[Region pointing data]
···

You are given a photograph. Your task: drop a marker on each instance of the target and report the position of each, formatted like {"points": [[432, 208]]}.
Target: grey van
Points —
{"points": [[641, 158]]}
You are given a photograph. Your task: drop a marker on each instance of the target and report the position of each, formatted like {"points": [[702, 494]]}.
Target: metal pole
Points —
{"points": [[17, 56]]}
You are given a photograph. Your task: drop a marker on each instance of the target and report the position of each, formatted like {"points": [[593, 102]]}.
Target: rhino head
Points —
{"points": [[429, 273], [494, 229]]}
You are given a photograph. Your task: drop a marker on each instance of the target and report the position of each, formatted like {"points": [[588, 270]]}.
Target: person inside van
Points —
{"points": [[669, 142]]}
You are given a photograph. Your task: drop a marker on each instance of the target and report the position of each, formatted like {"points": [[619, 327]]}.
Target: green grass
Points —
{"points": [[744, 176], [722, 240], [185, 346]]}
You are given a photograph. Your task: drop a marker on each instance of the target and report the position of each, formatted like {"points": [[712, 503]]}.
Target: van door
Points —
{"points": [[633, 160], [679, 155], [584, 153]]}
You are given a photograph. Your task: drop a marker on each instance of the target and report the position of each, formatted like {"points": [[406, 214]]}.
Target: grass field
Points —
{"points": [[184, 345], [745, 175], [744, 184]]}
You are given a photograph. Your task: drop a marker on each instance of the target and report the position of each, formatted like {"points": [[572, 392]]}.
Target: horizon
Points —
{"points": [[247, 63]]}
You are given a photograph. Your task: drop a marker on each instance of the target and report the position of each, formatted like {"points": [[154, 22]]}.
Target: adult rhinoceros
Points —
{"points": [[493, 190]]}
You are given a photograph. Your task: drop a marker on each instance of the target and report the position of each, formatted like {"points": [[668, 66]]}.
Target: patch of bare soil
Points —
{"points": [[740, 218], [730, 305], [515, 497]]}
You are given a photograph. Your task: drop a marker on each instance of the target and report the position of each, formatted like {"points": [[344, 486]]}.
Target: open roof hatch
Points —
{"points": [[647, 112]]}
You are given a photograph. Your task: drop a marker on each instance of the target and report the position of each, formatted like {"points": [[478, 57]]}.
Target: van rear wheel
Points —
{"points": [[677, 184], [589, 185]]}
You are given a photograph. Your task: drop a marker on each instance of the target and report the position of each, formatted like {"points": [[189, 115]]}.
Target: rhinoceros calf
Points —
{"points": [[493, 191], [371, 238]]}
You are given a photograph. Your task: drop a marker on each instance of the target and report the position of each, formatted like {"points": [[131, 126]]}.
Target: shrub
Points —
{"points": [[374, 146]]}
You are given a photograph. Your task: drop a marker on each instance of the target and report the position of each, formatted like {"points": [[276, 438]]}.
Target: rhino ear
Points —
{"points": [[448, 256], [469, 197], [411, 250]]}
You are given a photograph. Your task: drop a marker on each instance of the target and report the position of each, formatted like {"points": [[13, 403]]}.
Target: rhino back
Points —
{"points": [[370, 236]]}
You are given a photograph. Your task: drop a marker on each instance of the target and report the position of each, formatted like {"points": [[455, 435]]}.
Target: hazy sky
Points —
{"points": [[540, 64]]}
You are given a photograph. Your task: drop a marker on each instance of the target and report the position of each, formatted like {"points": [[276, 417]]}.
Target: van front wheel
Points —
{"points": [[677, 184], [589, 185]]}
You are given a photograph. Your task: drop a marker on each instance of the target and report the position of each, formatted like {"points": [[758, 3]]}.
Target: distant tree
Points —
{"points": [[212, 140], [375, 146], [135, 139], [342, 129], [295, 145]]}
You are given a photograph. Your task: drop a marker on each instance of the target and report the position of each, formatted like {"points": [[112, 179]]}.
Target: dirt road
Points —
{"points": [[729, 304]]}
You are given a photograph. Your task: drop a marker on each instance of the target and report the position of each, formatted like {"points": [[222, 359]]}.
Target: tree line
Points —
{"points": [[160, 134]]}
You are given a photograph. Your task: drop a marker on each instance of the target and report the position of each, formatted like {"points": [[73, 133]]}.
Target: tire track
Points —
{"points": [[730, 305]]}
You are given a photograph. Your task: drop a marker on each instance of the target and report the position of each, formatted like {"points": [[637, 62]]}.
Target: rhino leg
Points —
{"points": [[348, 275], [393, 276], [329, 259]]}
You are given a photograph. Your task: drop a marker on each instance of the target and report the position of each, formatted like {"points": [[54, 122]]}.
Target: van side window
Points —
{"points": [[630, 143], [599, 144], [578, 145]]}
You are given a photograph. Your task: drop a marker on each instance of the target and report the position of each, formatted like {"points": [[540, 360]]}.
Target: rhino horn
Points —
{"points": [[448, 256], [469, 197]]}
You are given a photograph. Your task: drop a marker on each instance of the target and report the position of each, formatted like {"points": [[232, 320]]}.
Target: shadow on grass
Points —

···

Exercise objective
Would you write out the data exactly as it reads?

Result of the exercise
You are given a photograph. Your task: drop a marker on each instance of the target and report the position of each, formatted like {"points": [[432, 208]]}.
Target: grey van
Points —
{"points": [[641, 158]]}
You are given a photograph. Your task: drop a marker on each instance of the target and report the position of each, formatted like {"points": [[702, 494]]}.
Target: metal pole
Points —
{"points": [[17, 56]]}
You are given a photograph. Your task: drop a marker on each instance of the target and report the position of each, formatted like {"points": [[593, 102]]}.
Target: rhino head
Points —
{"points": [[429, 273], [494, 229]]}
You are given a photograph. Your task: drop a marker on each instance of the target and report the position of each, formatted like {"points": [[588, 270]]}.
Target: person inside van
Points —
{"points": [[669, 142]]}
You are given a photograph. Your task: drop a marker on each instance of the target and report the position of each, formatted like {"points": [[619, 327]]}.
Target: green grass
Points —
{"points": [[744, 176], [722, 240], [185, 346]]}
You are given a photograph. Your task: drop a marker on each instance of the target and report the position of each, formatted like {"points": [[712, 503]]}.
Target: van door
Points —
{"points": [[633, 160], [679, 155], [584, 153]]}
You are given a photograph. Your task: drop a marker on each instance of the target and report the position of each, formatted like {"points": [[406, 214]]}.
Target: grass field
Points —
{"points": [[184, 345], [745, 175], [744, 184]]}
You are given a photograph. Your task: drop a marker on each instance of the target and report the position of each, formatted like {"points": [[572, 392]]}.
Target: horizon
Points —
{"points": [[247, 63]]}
You are given a photograph. Your task: drop a marker on each instance of the target and report the position of each, formatted like {"points": [[154, 22]]}.
Target: adult rhinoceros
Points —
{"points": [[493, 190]]}
You are given a photograph. Your task: drop a marker on each instance of the target and report the position of each, formatted like {"points": [[668, 66]]}.
Target: patch of bare soil
Points —
{"points": [[740, 218], [730, 305], [515, 497]]}
You are given a photograph. Your task: drop a marker on each instance of the target and report the position of each, formatted like {"points": [[344, 486]]}.
Target: open roof hatch
Points —
{"points": [[647, 112]]}
You are given a photograph. Your task: drop a marker on each instance of the target and report the position of each, formatted like {"points": [[478, 57]]}.
Target: van rear wheel
Points —
{"points": [[677, 184], [589, 185]]}
You are given a photograph. Your task: drop a marker on each instance of the target and report the position of each, formatted like {"points": [[189, 115]]}.
Target: rhinoceros calf
Points —
{"points": [[493, 191], [371, 238]]}
You are given a photograph. Your task: drop a marker on each instance of the target and report the position of each, formatted like {"points": [[131, 126]]}.
Target: shrub
Points —
{"points": [[374, 146]]}
You are given a photograph. Your task: drop a marker on each instance of the target and report the position of each, formatted like {"points": [[276, 438]]}.
Target: rhino ear
Points —
{"points": [[448, 256], [469, 197], [411, 250]]}
You are given a photograph. Your task: drop a marker on each instance of the target and report the position of each, formatted like {"points": [[13, 403]]}.
Target: rhino back
Points —
{"points": [[370, 236]]}
You are given a photograph. Your task: drop a marker on each instance of the target and report the position of each, formatted like {"points": [[455, 435]]}.
Target: hazy sky
Points —
{"points": [[540, 64]]}
You are given a photograph. Your task: drop a marker on each instance of the target and report the position of each, formatted like {"points": [[276, 417]]}.
Target: van front wheel
Points —
{"points": [[677, 184], [589, 185]]}
You are given a photograph. Your task: drop a marker on each instance of the target and report the position of each, formatted like {"points": [[758, 3]]}.
Target: distant tree
Points —
{"points": [[212, 140], [375, 146], [135, 139], [342, 129], [295, 145]]}
You are given a photograph. Your task: drop a marker on each instance of the target and report the position of each, formatted like {"points": [[112, 179]]}.
Target: dirt road
Points —
{"points": [[729, 304]]}
You are given a photograph. Your task: drop a marker on each instance of the target and report the position of each, formatted like {"points": [[222, 359]]}.
Target: tree line
Points —
{"points": [[160, 134]]}
You are given a photograph. Your task: drop a marker on each instance of the target and report the position of each, formatted like {"points": [[73, 133]]}.
Target: tire track
Points —
{"points": [[730, 305]]}
You are given a photograph. Your task: drop a marker on each instance of the target and report the position of each, formatted like {"points": [[637, 62]]}.
Target: rhino leg
Points —
{"points": [[348, 275], [393, 276], [329, 259]]}
You are given a photograph. Your task: drop a marker on each instance of the target and report the position of each, formatted like {"points": [[54, 122]]}.
Target: van side window
Points —
{"points": [[630, 143], [599, 144], [578, 145]]}
You are given a photograph. Your task: drop a marker on each instance of the target and report the position of each, formatted like {"points": [[540, 360]]}.
Target: rhino horn
Points —
{"points": [[448, 256], [469, 197]]}
You are given a photograph. Your task: drop a marker on each instance of the target and report the position of each, formatted like {"points": [[232, 320]]}.
Target: shadow on grass
Points —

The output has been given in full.